* [SOURCE DATA]
----

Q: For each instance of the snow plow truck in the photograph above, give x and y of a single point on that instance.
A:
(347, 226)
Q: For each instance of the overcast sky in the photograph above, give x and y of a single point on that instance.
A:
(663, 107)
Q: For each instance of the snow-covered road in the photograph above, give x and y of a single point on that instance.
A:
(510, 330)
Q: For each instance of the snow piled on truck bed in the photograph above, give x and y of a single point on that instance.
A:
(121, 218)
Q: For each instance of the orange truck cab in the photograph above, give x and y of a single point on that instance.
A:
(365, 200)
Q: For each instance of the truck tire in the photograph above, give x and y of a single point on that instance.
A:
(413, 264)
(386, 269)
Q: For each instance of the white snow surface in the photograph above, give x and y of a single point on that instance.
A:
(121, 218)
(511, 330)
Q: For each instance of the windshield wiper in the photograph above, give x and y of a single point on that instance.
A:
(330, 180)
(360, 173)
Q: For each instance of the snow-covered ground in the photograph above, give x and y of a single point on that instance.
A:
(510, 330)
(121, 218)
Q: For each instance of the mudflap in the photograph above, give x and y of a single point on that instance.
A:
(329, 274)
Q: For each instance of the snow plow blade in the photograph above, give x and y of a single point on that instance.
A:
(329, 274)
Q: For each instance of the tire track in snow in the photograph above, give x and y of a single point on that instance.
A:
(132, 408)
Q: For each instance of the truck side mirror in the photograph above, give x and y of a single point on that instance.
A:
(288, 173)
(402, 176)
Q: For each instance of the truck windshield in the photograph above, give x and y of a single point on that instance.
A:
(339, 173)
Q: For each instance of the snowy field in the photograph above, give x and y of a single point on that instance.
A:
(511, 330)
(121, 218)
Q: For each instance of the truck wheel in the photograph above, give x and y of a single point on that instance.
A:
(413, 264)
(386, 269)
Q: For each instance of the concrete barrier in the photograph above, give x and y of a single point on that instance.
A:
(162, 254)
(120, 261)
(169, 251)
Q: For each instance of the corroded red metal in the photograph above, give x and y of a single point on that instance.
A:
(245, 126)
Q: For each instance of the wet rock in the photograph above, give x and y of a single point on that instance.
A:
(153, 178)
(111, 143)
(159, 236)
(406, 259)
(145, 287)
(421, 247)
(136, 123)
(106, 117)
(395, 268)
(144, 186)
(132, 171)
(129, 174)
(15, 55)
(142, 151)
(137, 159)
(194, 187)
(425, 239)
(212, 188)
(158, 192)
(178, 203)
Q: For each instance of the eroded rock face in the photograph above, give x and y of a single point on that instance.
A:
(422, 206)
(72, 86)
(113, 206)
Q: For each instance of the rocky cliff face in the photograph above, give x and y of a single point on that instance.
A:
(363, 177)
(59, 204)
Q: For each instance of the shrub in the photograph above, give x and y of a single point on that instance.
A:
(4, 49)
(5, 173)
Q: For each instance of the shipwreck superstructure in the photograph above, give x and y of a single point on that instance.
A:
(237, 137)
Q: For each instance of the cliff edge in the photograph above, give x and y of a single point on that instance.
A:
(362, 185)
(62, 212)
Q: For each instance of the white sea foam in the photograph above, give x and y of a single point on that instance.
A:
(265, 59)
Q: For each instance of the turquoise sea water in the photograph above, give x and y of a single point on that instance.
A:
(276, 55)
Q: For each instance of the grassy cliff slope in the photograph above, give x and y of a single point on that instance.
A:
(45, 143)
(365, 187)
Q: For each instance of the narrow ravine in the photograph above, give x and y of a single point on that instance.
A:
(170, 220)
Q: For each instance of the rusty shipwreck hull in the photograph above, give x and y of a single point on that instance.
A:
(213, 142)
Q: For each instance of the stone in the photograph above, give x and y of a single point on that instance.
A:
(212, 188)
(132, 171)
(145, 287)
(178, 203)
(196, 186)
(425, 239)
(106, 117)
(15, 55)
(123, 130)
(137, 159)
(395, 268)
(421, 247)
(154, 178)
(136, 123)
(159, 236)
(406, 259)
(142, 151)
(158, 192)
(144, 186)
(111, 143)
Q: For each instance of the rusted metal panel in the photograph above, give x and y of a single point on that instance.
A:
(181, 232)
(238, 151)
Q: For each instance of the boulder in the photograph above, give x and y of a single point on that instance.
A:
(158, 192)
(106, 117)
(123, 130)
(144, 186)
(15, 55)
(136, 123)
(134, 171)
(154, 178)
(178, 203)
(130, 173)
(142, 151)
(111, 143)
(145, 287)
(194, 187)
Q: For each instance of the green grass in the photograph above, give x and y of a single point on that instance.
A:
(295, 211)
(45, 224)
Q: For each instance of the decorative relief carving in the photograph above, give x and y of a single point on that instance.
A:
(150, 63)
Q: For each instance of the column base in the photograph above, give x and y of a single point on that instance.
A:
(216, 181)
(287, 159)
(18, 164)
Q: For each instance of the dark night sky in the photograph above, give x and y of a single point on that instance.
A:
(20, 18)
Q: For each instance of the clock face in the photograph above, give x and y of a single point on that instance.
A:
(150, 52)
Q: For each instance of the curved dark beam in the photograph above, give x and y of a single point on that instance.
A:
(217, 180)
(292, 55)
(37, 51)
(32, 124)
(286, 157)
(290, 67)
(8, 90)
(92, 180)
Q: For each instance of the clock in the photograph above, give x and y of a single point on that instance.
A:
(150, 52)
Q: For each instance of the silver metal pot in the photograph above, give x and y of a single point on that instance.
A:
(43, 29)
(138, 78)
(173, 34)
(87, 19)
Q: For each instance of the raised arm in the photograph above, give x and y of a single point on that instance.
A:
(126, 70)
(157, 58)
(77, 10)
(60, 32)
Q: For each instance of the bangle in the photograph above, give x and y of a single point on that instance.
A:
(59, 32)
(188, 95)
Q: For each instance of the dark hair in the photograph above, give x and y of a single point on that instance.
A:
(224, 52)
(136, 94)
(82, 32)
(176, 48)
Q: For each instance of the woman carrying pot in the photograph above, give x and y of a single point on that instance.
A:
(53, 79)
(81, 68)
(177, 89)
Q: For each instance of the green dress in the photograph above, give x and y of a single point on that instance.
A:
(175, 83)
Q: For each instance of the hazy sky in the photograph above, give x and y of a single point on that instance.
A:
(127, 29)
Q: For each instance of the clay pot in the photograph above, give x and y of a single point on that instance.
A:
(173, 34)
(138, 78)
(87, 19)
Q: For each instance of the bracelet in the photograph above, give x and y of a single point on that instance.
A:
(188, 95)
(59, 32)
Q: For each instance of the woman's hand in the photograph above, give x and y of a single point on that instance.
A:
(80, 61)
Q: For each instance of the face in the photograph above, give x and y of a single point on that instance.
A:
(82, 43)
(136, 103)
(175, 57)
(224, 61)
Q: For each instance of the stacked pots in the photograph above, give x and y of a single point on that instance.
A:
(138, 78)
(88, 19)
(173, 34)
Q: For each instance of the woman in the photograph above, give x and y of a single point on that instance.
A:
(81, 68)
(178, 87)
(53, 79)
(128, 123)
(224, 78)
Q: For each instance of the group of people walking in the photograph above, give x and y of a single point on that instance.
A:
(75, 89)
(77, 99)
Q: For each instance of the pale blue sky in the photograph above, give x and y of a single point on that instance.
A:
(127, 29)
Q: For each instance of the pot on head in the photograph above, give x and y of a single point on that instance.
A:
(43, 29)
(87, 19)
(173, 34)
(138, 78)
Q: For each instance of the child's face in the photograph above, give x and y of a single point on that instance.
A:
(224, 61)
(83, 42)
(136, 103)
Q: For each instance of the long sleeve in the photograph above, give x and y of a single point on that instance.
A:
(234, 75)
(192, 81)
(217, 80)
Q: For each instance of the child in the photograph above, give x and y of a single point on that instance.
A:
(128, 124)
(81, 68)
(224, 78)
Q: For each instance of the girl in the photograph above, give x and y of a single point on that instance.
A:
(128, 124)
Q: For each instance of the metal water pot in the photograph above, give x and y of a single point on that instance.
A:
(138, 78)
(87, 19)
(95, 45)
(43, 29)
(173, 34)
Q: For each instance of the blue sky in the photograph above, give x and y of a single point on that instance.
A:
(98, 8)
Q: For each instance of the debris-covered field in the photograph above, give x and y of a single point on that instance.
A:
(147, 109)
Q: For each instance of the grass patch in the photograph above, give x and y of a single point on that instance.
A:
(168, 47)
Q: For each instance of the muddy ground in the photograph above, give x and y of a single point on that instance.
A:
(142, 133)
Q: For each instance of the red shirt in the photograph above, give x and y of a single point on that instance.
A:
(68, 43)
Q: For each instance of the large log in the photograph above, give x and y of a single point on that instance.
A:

----

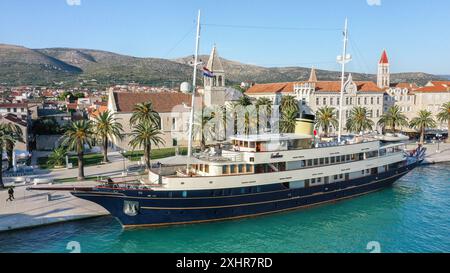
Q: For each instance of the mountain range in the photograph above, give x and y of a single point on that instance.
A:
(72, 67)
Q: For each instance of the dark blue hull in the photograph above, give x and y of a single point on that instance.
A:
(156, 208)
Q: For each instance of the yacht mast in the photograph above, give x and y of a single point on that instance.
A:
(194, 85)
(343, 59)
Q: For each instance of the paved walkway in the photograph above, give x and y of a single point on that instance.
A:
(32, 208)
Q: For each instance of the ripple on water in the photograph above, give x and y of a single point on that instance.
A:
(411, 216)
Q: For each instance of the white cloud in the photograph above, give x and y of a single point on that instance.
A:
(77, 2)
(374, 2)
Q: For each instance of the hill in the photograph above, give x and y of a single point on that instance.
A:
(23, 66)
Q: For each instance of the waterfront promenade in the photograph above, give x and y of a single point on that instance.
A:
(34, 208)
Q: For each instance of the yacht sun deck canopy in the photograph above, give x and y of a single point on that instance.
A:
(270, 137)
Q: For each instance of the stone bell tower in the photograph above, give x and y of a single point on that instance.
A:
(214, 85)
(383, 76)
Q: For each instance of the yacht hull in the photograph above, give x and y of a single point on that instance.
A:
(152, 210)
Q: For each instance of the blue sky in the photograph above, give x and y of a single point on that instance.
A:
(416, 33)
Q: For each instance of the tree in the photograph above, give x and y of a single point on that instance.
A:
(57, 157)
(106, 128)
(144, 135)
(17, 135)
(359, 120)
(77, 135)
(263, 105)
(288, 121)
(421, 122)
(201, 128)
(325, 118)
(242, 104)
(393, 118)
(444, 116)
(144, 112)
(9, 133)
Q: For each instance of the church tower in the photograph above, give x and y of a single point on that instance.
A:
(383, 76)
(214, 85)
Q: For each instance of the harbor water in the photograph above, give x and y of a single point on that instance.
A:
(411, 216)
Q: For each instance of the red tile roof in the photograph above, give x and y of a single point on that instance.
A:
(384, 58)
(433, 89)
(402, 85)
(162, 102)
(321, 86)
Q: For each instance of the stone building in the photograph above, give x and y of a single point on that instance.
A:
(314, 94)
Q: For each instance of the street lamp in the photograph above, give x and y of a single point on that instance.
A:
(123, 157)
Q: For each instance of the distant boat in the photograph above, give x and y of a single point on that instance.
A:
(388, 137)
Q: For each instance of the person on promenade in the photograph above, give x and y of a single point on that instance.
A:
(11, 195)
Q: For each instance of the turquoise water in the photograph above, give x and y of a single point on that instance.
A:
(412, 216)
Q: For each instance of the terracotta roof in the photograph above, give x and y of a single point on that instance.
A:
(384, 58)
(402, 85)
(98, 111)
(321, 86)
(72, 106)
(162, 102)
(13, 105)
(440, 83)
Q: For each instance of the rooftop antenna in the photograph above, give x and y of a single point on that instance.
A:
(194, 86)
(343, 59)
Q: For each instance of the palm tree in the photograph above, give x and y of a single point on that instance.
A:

----

* [ABOUT THIS EXERCISE] For the listing above, print only the lines starting at the line containing "Q: For each instance of the narrow" and ending at the line containing "Q: For each instance of the stone in", exactly, both included.

* [RESPONSE BELOW]
Q: For each instance of the narrow ravine in the photograph above, give x and y of a single point on that instance.
A:
(170, 220)
Q: For each instance of the rusty shipwreck hull in the photograph above, give x and y of a single point on that instance.
A:
(213, 142)
Q: For each instance of the stone in the photograph above, give x and y of a single point on that instance.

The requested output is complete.